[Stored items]
※ ※ ※

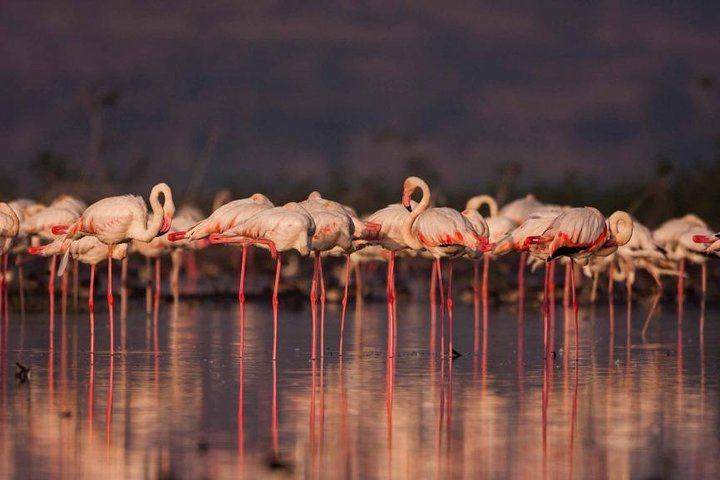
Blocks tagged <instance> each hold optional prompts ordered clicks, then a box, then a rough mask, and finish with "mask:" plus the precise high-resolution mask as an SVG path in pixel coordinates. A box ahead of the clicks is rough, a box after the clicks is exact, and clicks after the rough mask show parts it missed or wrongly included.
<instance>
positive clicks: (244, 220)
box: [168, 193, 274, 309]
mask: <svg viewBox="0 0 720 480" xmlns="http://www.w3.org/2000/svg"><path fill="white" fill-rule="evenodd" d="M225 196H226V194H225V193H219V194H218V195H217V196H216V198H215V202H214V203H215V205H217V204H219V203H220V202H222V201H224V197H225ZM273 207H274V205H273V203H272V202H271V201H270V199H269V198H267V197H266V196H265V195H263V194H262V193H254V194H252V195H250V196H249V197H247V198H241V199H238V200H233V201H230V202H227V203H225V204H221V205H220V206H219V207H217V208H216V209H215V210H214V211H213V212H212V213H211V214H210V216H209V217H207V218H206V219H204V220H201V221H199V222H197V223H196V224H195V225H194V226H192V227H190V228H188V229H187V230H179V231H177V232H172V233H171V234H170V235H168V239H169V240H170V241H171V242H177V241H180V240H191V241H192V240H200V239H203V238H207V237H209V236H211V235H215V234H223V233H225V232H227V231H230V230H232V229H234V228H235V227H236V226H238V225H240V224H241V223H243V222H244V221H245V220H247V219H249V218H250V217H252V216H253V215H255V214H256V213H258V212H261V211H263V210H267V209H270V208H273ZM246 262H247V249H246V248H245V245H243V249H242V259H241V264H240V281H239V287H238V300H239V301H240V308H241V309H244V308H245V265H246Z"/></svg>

※ ※ ※

## [WORK ITEM]
Without copying any picture, write out the entries exactly.

## [PROBLEM SOLUTION]
Blocks tagged <instance> each hold optional prompts ordered clicks, then a box, then a rough mask, and finish with "mask:" plus the precise high-resolution mask as an SVG path in pixel coordinates. A box ahead of the clicks is rough, a box after the clicks is exact, and clicks after the rough mask show parts it missed or wrongly included.
<instance>
positive clicks: (244, 220)
box: [168, 193, 274, 309]
mask: <svg viewBox="0 0 720 480" xmlns="http://www.w3.org/2000/svg"><path fill="white" fill-rule="evenodd" d="M225 196H226V194H225V193H219V194H218V195H217V196H216V198H215V202H214V203H215V205H217V204H219V203H220V202H222V201H224V197H225ZM273 207H274V205H273V203H272V202H271V201H270V199H269V198H267V197H266V196H265V195H263V194H262V193H254V194H252V195H250V196H249V197H247V198H241V199H238V200H233V201H230V202H227V203H225V204H221V205H220V206H219V207H217V208H216V209H215V210H214V211H213V212H212V213H211V214H210V216H209V217H207V218H206V219H204V220H201V221H199V222H197V223H196V224H195V225H194V226H192V227H190V228H188V229H187V230H179V231H177V232H172V233H171V234H170V235H168V239H169V240H170V241H171V242H177V241H180V240H191V241H192V240H200V239H203V238H207V237H209V236H211V235H215V234H223V233H225V232H227V231H230V230H232V229H234V228H235V227H236V226H238V225H240V224H241V223H243V222H244V221H245V220H247V219H249V218H250V217H252V216H253V215H255V214H256V213H258V212H261V211H263V210H267V209H270V208H273ZM246 262H247V249H246V248H245V245H243V249H242V259H241V264H240V281H239V287H238V300H239V301H240V308H241V309H244V308H245V265H246Z"/></svg>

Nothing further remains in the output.